Copy out the lines from the one containing "pixel 90 25." through the last line, requests included, and offset every pixel coordinate in the answers by adding 87 to it. Leave the numbers in the requests and their format samples unchanged.

--- TASK DATA ---
= = = =
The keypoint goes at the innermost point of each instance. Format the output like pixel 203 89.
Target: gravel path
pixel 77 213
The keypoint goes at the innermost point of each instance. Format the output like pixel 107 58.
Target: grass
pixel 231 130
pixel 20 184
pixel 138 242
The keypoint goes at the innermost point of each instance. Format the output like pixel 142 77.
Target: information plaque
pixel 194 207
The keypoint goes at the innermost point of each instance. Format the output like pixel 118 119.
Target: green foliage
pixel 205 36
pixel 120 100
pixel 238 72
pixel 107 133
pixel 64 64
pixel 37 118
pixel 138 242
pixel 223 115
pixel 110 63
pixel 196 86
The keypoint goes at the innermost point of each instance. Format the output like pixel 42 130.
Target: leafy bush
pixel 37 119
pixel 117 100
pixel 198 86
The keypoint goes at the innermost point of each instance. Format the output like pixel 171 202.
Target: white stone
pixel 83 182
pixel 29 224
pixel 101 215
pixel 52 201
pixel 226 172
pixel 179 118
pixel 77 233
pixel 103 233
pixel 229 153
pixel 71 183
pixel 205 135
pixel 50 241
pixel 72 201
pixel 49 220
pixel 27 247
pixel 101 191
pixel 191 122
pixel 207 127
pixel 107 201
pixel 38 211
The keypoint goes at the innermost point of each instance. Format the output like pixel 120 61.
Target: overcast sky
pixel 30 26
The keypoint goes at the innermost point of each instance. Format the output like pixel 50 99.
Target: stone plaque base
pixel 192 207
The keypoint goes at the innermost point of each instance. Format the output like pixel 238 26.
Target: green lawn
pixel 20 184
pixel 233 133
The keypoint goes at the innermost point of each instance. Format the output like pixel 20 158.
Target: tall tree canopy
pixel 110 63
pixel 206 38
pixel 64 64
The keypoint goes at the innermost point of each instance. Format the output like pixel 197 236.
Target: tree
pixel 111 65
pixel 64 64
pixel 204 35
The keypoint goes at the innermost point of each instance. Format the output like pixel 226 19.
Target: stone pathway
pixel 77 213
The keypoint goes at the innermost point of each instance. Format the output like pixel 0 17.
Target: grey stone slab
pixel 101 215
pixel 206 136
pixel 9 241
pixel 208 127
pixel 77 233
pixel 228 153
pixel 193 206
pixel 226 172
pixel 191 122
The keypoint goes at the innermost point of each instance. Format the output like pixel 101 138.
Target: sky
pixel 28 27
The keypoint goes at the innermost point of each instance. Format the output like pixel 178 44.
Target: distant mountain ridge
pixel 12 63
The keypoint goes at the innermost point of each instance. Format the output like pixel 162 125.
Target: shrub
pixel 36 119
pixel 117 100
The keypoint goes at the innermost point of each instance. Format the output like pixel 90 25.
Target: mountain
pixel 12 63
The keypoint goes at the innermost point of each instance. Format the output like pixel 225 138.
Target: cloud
= = = =
--- WRITTEN SOLUTION ---
The keypoint goes at the innermost point of each instance. Format the output like pixel 90 25.
Target: mountain
pixel 99 150
The keypoint goes at the innermost point of each instance. Format the output like pixel 225 138.
Target: cloud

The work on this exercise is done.